BEGIN Provided text

SECOND TERM: Northern leaders give Jonathan conditions •Replace Namadi Sambo •Create Arewa development fund •Remove onshore/offshore dichotomy

A cutthroat power struggle is now ongoing in the North, as some leaders are said to have listed some conditions under which they would be ready to support President Goodluck Jonathan‘s second term bid in 2015.
This is coming as suspicion lingers among opposition political parties over their planned merger, due to what a source called the sudden interest of the All Nigeria People’s Party (ANPP) in the proposed grand opposition coalition.
Sunday Tribune was reliably told that some Northern leaders met in Kano, on Friday, after jumat to review the state of the North and the forthcoming 2015 presidential election with actors at the meeting said to be worried that the president‘s second term bid is almost a fait accompli, due to distrust among Northern political leaders.
A source close to the meeting who hails from Zaria, Kaduna State, said it was held at the residence of a Second Republic politician with about 11 top politicians from the core North in attendance.
It was gathered that the meeting discussed the increasing division in the North and concluded that the possibility of the region forging a common front before 2015 was becoming increasingly unattainable, thereby advancing a ‘Plan B’ which our source said included a conditional support for the president’s second term bid.

END Provided text
BEGIN Supplied entries

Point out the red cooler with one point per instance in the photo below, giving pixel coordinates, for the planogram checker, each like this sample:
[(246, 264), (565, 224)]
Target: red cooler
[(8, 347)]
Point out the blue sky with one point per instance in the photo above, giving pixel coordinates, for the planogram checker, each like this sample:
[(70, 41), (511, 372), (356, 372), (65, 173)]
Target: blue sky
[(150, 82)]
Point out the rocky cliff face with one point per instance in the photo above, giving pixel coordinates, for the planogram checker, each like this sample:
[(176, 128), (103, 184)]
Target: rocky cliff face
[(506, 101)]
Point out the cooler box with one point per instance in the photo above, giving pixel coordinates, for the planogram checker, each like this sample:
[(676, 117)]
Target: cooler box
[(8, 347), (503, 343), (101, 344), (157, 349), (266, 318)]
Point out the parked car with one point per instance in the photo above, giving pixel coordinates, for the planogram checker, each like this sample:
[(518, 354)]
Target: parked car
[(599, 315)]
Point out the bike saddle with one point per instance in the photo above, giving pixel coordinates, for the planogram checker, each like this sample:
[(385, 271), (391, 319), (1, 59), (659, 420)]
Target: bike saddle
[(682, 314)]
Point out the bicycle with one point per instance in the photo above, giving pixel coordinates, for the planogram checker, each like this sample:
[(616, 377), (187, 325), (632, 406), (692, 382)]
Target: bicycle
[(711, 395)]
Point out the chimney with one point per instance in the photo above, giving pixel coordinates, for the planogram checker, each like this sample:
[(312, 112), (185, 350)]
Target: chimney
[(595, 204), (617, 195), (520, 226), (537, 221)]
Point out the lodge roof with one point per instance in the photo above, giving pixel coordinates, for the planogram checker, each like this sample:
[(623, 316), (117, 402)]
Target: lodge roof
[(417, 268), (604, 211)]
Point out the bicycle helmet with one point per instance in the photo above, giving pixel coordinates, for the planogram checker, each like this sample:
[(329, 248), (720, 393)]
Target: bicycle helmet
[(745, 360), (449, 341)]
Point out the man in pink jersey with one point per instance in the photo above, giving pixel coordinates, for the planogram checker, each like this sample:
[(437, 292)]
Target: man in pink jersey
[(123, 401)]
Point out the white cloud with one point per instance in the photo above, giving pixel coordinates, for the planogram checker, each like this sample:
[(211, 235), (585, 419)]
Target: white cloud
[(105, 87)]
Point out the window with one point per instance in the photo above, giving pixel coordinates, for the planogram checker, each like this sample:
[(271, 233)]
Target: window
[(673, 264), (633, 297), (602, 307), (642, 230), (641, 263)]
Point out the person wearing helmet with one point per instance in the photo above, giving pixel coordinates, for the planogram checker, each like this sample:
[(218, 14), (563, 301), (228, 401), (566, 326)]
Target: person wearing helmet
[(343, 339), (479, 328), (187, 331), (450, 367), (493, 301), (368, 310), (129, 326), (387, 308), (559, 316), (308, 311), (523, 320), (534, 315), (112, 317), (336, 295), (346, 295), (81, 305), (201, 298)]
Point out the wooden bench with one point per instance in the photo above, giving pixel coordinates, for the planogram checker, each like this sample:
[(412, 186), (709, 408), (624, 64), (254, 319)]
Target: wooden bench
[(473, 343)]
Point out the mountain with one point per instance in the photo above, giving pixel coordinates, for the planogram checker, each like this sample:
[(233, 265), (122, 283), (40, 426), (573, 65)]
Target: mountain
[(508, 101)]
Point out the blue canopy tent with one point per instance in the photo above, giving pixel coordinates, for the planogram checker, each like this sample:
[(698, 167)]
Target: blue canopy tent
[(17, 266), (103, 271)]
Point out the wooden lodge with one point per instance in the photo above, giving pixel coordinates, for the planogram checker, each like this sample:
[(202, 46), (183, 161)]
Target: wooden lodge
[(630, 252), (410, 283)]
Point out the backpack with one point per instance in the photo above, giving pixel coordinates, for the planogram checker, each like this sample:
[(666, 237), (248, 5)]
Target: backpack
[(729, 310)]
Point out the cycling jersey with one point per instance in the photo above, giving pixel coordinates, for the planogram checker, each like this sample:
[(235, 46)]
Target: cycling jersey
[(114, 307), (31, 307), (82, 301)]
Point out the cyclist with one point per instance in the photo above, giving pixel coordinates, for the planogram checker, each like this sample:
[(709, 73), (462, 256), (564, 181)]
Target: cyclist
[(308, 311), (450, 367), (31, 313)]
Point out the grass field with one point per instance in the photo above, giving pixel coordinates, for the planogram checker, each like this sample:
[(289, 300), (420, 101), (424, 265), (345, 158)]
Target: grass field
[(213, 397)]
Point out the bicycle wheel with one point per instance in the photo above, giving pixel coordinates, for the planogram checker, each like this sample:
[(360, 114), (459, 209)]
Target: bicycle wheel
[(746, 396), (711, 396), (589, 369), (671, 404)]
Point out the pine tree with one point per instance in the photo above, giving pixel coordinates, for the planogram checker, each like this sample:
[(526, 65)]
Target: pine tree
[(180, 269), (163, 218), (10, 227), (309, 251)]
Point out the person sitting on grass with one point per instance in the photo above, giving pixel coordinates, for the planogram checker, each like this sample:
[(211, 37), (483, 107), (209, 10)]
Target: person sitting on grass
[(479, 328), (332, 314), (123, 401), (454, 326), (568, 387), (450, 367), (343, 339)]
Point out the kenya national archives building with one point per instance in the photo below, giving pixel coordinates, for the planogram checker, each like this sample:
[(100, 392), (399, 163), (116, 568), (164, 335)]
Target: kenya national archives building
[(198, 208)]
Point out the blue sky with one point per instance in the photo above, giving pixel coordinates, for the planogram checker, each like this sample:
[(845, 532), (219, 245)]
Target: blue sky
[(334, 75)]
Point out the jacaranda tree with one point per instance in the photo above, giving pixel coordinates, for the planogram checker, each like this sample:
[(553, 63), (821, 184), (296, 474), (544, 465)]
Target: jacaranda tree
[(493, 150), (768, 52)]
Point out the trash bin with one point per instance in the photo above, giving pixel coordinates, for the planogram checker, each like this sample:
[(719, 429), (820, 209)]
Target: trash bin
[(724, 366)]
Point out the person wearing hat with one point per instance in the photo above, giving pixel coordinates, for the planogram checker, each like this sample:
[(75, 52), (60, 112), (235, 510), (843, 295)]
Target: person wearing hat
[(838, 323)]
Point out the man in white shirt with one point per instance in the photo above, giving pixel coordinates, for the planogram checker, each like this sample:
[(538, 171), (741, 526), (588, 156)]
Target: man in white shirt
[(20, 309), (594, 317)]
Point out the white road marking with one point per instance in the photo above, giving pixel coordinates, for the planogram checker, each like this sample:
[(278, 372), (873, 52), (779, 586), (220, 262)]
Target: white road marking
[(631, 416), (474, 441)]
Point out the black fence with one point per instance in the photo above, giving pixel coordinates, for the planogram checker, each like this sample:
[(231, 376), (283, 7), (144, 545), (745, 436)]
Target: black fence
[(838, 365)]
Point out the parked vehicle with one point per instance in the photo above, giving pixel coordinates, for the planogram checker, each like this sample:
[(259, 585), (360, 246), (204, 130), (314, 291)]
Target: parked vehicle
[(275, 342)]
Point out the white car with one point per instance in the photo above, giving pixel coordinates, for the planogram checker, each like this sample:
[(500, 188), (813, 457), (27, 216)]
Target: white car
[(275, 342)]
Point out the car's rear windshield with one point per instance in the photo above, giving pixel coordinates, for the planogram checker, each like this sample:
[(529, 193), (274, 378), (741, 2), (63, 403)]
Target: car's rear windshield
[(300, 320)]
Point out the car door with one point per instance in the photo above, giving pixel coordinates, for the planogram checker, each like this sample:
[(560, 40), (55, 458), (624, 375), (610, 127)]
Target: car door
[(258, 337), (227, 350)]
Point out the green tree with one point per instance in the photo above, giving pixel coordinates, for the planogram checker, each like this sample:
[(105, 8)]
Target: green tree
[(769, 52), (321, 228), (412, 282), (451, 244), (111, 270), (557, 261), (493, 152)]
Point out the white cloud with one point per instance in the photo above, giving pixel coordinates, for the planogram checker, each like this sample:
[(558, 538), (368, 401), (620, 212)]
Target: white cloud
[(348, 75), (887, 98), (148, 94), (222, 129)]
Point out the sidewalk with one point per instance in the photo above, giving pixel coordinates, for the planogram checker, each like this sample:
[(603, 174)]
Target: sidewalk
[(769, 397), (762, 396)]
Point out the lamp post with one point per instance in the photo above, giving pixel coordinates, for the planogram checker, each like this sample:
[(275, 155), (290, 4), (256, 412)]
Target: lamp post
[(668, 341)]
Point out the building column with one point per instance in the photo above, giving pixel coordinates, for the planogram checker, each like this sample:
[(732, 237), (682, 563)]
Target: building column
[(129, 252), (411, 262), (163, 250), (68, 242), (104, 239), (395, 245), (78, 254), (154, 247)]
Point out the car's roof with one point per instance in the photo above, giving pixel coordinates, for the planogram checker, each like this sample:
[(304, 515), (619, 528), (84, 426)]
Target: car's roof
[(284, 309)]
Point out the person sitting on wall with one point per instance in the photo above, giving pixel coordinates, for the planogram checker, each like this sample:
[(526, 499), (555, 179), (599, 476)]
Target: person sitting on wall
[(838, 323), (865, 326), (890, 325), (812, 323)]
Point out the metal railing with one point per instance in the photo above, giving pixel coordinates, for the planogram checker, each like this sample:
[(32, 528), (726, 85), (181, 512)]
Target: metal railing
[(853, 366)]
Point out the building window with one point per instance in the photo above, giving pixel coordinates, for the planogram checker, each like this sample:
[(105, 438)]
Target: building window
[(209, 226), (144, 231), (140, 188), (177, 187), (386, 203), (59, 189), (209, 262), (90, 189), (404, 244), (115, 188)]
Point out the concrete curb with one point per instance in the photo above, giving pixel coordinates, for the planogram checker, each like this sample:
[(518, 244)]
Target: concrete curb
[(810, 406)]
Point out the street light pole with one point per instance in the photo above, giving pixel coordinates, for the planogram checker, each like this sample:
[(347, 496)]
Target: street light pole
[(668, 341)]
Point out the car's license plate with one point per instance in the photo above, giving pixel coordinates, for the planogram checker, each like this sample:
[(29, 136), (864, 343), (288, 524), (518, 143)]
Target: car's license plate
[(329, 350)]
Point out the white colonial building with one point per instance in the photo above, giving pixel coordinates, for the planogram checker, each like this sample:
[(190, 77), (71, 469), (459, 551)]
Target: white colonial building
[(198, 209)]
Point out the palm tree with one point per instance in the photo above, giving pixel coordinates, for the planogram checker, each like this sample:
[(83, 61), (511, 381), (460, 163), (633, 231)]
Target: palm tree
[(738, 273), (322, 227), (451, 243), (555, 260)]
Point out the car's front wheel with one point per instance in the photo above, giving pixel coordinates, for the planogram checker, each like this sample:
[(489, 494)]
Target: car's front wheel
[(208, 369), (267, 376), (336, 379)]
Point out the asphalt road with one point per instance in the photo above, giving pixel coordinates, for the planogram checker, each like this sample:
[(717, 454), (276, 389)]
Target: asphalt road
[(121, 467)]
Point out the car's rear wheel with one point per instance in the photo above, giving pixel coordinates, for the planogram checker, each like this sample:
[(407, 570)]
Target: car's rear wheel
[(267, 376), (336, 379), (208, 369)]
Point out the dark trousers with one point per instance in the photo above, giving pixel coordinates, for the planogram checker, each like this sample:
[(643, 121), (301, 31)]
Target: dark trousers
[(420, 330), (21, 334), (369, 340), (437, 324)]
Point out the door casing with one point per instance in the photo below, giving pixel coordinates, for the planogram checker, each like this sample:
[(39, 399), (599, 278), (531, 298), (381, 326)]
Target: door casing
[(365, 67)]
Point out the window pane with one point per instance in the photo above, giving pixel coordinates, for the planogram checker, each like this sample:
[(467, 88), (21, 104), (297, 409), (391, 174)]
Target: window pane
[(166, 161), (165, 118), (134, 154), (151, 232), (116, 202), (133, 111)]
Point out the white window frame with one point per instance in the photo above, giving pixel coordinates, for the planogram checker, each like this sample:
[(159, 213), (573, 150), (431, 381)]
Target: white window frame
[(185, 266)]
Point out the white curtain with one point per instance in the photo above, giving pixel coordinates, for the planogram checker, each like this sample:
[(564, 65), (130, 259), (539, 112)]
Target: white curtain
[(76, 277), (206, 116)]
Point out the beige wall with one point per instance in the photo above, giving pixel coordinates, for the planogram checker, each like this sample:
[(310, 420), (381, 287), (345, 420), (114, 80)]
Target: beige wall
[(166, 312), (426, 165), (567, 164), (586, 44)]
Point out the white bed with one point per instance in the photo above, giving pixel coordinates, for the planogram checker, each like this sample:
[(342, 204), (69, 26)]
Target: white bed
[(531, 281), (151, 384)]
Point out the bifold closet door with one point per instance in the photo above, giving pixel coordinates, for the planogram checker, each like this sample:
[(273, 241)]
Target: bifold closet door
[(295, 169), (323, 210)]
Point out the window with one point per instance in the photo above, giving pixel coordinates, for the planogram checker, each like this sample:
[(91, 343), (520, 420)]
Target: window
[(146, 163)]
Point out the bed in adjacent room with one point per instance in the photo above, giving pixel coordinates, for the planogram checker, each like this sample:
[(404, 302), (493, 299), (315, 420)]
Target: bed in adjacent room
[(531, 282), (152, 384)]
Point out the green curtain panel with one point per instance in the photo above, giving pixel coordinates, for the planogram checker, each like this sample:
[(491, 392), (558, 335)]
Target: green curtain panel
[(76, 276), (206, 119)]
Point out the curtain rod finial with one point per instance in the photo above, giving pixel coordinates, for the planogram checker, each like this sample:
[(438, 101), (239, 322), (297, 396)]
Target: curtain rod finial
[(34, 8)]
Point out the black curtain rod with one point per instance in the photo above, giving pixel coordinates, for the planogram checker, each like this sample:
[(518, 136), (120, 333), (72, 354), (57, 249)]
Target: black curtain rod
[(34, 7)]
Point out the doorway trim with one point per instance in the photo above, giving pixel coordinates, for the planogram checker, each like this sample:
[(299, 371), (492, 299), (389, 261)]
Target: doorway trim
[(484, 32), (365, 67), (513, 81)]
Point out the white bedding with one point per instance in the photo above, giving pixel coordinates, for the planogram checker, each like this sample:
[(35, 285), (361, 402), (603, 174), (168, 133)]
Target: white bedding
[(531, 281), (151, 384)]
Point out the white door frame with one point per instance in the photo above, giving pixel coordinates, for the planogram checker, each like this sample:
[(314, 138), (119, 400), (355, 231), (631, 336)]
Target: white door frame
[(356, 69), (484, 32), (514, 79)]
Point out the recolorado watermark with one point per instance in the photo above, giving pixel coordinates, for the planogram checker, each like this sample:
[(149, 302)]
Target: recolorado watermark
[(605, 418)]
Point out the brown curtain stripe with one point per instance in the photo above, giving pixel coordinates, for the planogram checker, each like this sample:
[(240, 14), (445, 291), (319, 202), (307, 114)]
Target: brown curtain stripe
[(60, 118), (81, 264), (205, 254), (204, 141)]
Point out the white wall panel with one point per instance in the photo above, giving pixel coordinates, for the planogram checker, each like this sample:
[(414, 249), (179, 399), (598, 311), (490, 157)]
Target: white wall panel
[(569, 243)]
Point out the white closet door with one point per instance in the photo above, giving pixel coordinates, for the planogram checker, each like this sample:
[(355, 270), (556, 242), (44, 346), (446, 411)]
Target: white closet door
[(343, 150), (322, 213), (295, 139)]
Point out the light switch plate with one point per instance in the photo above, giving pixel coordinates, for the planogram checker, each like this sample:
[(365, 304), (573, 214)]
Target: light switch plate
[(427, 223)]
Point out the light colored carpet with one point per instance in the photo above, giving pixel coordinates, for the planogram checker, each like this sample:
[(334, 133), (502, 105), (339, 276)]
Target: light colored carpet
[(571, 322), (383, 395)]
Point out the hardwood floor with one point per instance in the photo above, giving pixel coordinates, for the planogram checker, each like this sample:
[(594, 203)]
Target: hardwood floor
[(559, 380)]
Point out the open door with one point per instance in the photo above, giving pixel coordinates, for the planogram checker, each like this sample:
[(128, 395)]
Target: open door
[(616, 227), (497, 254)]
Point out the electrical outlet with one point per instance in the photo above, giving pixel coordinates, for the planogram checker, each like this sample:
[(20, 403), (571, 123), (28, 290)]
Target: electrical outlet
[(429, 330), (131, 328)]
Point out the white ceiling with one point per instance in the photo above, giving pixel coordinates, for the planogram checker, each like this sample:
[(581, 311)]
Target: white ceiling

END Supplied entries

Update the news excerpt between "A cutthroat power" and "bid in 2015.", inclusive, putting "bitter" in place of "cutthroat". The material has no connection to the news excerpt.

A bitter power struggle is now ongoing in the North, as some leaders are said to have listed some conditions under which they would be ready to support President Goodluck Jonathan‘s second term bid in 2015.